[What you should do] What is needed is an exact copy of the entries below, from the line that contains "Could you please point to the riverbank" through the final line, both included, and nothing else.

[Given records]

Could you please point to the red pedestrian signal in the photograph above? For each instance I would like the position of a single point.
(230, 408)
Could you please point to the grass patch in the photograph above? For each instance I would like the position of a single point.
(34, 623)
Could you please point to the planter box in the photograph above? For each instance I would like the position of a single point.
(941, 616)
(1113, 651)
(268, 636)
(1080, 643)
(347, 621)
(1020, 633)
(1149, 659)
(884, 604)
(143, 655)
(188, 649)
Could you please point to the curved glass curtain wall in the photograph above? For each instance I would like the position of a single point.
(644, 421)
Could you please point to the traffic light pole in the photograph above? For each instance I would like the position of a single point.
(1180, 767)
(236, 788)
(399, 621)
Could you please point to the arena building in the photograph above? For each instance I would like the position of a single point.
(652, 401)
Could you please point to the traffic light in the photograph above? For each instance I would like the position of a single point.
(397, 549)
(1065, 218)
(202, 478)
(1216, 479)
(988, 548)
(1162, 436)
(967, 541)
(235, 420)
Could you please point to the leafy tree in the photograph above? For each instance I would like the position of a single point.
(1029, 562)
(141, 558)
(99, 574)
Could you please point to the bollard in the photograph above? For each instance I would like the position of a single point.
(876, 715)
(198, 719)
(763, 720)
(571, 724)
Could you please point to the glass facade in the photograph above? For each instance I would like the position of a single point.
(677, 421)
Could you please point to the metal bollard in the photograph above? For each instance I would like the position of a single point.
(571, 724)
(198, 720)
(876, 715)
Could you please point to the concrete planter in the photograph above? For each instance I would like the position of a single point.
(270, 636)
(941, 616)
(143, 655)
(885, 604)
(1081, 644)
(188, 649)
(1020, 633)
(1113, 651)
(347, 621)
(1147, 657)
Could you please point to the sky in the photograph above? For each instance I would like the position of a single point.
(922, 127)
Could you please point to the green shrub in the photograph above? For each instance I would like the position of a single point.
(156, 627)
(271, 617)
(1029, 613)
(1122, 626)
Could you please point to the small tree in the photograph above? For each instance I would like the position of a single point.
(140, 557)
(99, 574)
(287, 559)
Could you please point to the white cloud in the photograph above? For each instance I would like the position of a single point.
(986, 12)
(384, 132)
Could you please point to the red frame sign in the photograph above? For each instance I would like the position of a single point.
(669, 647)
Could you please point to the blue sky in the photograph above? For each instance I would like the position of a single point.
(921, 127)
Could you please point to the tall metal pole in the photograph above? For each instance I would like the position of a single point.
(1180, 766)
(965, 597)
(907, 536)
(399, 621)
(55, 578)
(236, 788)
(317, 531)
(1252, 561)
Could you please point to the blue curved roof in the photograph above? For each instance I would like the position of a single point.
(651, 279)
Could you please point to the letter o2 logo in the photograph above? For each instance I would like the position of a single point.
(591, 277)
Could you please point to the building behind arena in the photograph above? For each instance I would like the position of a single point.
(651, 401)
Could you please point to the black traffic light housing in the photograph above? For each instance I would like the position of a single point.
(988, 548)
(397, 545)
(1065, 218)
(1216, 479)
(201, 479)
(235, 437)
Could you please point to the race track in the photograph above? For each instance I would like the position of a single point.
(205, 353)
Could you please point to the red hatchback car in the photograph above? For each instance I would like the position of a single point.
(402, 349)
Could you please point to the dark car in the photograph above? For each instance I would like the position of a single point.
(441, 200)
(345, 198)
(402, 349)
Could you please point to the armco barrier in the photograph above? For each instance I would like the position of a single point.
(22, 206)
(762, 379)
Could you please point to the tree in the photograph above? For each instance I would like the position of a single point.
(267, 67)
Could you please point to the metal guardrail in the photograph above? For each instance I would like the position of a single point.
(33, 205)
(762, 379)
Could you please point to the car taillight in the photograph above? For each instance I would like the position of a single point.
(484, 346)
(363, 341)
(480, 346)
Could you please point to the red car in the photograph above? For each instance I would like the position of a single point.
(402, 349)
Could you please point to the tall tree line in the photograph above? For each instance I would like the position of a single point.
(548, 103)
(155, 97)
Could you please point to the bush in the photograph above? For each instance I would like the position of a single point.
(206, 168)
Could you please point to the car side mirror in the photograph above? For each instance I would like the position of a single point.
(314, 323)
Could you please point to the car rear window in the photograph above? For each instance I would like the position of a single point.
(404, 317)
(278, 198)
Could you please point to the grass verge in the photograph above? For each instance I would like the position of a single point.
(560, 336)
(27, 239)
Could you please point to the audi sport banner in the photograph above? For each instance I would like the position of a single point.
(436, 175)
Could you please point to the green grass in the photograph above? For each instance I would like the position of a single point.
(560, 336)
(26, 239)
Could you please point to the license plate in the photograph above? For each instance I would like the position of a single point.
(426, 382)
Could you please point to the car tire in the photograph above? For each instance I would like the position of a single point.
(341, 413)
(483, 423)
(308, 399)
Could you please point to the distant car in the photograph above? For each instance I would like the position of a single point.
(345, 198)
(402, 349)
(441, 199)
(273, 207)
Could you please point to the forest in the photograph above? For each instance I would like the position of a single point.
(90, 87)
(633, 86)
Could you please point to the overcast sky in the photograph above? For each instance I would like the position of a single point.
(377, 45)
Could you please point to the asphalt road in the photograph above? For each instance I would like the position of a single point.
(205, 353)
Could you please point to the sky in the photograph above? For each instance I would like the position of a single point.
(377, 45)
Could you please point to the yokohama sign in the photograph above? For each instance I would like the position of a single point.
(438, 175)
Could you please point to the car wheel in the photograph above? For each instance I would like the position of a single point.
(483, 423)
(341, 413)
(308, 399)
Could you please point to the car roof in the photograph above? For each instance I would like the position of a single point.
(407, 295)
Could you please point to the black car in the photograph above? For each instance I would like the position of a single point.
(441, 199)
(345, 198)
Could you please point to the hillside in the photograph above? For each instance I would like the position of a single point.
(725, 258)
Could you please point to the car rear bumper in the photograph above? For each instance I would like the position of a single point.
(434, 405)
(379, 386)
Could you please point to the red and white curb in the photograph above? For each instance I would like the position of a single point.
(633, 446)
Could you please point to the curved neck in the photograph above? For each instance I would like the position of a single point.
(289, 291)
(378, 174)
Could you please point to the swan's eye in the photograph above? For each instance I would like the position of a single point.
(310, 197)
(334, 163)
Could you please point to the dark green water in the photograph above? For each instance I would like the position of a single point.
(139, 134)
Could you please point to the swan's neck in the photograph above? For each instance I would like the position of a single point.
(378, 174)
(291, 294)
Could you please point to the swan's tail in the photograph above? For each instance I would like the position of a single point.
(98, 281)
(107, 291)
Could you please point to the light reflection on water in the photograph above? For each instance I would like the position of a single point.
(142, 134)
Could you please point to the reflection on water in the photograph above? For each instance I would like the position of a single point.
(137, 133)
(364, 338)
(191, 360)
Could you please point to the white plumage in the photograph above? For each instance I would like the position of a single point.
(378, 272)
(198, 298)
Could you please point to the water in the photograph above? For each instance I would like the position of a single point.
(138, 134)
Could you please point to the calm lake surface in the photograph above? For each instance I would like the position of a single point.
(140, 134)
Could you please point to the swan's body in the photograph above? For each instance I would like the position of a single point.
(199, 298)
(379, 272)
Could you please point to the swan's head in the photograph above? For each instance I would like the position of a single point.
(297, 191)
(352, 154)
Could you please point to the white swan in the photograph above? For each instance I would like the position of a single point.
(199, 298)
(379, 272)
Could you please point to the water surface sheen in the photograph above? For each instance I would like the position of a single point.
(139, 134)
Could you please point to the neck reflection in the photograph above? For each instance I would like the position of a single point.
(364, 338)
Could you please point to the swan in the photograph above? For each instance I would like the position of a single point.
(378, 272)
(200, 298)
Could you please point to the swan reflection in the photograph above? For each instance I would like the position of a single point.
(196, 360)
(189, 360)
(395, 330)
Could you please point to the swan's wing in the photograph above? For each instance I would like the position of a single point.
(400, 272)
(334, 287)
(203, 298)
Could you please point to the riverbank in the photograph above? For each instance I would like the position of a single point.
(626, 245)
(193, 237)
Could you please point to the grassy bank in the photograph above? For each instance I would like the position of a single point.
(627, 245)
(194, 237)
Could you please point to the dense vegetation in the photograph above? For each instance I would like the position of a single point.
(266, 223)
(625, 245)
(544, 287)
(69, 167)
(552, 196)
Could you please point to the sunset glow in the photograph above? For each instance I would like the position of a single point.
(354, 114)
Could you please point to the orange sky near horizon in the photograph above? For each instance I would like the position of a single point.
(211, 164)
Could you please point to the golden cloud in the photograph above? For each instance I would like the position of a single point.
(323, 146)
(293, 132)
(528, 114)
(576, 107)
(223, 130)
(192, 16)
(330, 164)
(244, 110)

[Solved exercise]
Could you please point to the riverbank in the photograph above? For each instance I would like the position of a single point.
(626, 245)
(193, 237)
Could you please point to the grassy bank in the photograph above? For each instance I would like the position of a single point.
(627, 245)
(194, 237)
Could you please point to the dense vegetation in the photograph above? For each instance I would like the position of a single point.
(266, 223)
(625, 245)
(544, 287)
(69, 167)
(552, 196)
Could you please point to the sunset glow in the photograph above? For each instance I would like the position of a single point.
(354, 114)
Could you please point to the orange sky near horizon in the photograph above? For each instance I would like the position of a single point.
(211, 164)
Could you please point to the golden cloud in the photograph above? For each instance I would like the position of a single point.
(323, 146)
(293, 132)
(528, 114)
(576, 107)
(223, 130)
(192, 16)
(330, 164)
(244, 110)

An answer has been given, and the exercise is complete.